— start Data entries —

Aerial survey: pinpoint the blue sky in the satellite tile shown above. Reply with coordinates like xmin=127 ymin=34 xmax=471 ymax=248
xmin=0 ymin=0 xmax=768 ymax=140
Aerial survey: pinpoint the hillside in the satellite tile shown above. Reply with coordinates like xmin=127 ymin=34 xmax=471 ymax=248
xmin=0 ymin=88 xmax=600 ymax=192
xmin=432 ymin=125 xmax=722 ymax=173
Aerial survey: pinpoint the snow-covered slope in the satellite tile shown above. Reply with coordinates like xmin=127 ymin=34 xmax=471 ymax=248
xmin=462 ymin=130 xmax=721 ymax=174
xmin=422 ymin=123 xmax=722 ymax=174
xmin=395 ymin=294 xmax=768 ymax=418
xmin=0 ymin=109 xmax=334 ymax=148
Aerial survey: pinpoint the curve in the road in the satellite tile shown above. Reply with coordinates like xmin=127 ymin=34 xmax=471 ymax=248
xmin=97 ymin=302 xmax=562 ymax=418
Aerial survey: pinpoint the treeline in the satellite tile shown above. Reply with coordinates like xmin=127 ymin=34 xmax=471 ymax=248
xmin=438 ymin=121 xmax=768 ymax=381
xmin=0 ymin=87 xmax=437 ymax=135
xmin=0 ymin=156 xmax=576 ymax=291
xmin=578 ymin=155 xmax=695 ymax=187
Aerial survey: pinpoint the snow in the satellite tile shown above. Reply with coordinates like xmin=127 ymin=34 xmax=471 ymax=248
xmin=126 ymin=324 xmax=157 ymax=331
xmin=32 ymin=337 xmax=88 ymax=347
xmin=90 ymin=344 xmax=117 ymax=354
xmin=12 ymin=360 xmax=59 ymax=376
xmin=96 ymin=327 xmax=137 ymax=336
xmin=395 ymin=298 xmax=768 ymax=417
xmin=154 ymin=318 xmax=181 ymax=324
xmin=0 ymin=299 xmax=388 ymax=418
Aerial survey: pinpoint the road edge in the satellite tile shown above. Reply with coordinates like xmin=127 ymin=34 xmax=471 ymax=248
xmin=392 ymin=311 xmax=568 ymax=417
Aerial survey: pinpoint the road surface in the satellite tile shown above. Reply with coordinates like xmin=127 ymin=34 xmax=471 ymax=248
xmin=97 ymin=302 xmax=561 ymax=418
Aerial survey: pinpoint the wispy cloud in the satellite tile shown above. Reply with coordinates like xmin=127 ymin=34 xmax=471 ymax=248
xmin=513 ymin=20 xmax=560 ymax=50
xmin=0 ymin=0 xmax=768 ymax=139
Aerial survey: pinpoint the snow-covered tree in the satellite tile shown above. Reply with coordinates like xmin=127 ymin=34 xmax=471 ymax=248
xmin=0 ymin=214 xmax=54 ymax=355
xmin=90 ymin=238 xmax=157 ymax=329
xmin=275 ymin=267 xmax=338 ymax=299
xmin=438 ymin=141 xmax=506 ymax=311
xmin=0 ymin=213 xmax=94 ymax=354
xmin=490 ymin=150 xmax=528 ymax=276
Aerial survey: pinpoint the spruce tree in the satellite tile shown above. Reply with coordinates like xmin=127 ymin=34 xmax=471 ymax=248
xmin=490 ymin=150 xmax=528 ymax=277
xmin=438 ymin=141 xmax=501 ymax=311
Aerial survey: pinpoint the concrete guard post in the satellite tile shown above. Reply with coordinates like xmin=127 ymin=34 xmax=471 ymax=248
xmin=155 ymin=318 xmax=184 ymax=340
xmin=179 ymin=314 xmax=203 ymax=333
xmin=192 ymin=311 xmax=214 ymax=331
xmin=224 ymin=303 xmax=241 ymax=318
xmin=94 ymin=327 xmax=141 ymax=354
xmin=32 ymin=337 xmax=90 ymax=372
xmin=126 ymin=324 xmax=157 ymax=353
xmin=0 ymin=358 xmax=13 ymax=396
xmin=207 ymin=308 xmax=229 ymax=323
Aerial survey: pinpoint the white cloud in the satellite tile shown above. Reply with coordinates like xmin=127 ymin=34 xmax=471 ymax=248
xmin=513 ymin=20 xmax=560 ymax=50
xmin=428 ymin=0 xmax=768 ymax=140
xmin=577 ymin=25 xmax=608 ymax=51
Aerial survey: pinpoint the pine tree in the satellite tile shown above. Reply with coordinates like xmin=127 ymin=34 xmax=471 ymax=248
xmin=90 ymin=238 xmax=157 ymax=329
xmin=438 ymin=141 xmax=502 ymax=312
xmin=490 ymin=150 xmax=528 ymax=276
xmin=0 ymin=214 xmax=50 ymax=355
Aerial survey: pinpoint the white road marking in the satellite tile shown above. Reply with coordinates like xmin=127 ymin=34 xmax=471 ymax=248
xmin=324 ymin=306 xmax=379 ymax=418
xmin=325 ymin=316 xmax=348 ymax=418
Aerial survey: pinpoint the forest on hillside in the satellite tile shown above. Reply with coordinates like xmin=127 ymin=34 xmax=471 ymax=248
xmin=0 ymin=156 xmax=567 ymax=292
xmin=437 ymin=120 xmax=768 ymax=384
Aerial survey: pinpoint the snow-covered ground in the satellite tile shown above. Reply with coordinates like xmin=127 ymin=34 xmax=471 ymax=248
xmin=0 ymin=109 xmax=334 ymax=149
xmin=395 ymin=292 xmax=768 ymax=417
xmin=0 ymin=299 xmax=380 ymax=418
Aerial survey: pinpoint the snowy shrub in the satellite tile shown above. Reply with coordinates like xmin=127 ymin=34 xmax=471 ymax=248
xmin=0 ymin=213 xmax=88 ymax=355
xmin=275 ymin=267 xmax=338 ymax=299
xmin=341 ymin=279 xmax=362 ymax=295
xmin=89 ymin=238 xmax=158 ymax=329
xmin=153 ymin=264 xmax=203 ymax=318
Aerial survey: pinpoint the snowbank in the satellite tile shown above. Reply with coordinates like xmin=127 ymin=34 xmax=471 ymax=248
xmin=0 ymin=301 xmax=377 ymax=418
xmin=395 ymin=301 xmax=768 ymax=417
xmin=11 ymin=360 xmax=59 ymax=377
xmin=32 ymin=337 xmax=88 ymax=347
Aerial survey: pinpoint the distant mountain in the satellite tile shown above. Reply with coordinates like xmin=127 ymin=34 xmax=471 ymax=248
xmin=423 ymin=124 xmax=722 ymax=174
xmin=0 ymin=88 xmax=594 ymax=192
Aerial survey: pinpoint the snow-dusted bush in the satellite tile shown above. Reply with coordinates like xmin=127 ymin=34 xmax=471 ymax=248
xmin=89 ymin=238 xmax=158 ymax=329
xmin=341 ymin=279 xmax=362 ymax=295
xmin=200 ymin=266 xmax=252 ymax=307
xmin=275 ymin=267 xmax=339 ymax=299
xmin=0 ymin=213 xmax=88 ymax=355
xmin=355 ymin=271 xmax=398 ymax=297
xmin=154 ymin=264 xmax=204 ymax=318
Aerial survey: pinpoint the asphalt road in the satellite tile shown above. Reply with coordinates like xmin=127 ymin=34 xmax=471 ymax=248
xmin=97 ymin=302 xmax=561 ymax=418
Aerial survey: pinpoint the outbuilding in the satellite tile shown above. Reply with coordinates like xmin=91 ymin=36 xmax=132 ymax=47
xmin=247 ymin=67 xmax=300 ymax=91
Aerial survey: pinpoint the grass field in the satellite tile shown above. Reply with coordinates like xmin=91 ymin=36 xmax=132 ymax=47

— end Data entries —

**Short task**
Copy the rows from the line containing "Aerial survey: pinpoint the asphalt" through the end of the rows, both ends included, and replace every "satellite tile" with "aerial image". Change nothing else.

**Response to this exercise**
Aerial survey: pinpoint the asphalt road in the aerial image shown above. Reply with coordinates like xmin=127 ymin=34 xmax=471 ymax=248
xmin=97 ymin=302 xmax=561 ymax=418
Aerial survey: pinpoint the outbuilding in the aerial image shown above. Reply with coordinates like xmin=91 ymin=36 xmax=132 ymax=47
xmin=247 ymin=67 xmax=300 ymax=91
Aerial survey: pinpoint the grass field in the aerial image shown above. Reply with coordinates like xmin=91 ymin=36 xmax=132 ymax=47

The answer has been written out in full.